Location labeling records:
>> START

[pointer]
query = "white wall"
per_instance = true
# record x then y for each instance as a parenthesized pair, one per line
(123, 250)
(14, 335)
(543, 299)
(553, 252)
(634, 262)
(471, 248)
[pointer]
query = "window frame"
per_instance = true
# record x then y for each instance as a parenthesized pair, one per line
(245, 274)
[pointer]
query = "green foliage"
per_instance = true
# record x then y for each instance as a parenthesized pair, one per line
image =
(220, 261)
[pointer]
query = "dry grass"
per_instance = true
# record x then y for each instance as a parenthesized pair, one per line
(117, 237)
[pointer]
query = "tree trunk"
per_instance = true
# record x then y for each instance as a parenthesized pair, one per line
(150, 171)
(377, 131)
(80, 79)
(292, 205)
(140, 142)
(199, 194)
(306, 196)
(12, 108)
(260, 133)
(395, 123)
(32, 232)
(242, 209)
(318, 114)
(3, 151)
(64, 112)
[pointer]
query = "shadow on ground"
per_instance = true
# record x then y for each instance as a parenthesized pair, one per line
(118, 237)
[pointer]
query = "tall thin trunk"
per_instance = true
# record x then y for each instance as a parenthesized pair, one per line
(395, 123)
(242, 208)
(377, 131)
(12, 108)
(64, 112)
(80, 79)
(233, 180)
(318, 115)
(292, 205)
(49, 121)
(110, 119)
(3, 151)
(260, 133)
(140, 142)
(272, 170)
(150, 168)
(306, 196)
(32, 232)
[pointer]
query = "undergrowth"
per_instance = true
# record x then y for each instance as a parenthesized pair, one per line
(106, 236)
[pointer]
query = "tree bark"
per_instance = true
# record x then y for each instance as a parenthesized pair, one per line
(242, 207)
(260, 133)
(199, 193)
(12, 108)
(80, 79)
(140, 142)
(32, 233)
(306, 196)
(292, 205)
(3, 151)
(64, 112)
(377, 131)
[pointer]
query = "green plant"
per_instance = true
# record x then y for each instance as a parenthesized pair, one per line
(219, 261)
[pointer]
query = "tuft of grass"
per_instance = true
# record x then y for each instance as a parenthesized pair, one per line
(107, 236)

>> END

» Task goal
Output every line of the entries above again, word for word and unchanged, from the first entry through the last.

» Solution
[pointer]
query = "white wall"
per_instance = true
# record x then y for each instance as a parenthesized pair, one per line
(123, 250)
(14, 335)
(543, 299)
(553, 252)
(634, 262)
(471, 248)
[pointer]
query = "window frame"
per_instance = true
# record x then y for each instance as a parenthesized pair, one per line
(245, 274)
[pointer]
query = "green foliage"
per_instance = true
# record x then y for each instance as a parenthesized pair, one per line
image =
(220, 261)
[pointer]
query = "dry grass"
per_instance = true
# record x then y for each instance as a parenthesized pair, one per line
(117, 237)
[pointer]
query = "tree trunk"
per_instance = true
# record x then y for each instance as a parenthesized pair, one per line
(150, 171)
(377, 131)
(80, 79)
(292, 205)
(140, 142)
(199, 194)
(306, 196)
(12, 108)
(260, 133)
(395, 123)
(32, 232)
(242, 209)
(318, 114)
(3, 151)
(64, 112)
[pointer]
query = "shadow on ground"
per_instance = true
# record x then y for each instance as a parenthesized pair, one per line
(118, 237)
[pointer]
query = "tall thin trunk"
per_instance = true
# record x then y for each instance as a parenthesized pair, one per line
(395, 123)
(242, 208)
(377, 131)
(12, 108)
(64, 112)
(80, 79)
(233, 180)
(318, 115)
(292, 205)
(49, 121)
(110, 119)
(3, 151)
(260, 133)
(140, 142)
(272, 170)
(150, 168)
(306, 196)
(32, 232)
[pointer]
query = "undergrowth"
per_instance = true
# record x then y for each instance as a parenthesized pair, one per line
(106, 236)
[pointer]
query = "tree bark"
per_instance = true
# record x then y for each instance as a parenthesized pair, one per line
(242, 207)
(260, 133)
(199, 193)
(12, 108)
(80, 79)
(140, 142)
(32, 233)
(306, 196)
(292, 205)
(3, 151)
(64, 112)
(377, 131)
[pointer]
query = "green plant"
per_instance = true
# record x then y for each instance as a parenthesized pair, one per line
(219, 261)
[pointer]
query = "tuft of grass"
per_instance = true
# record x then y for each instance as a parenthesized pair, one per line
(107, 236)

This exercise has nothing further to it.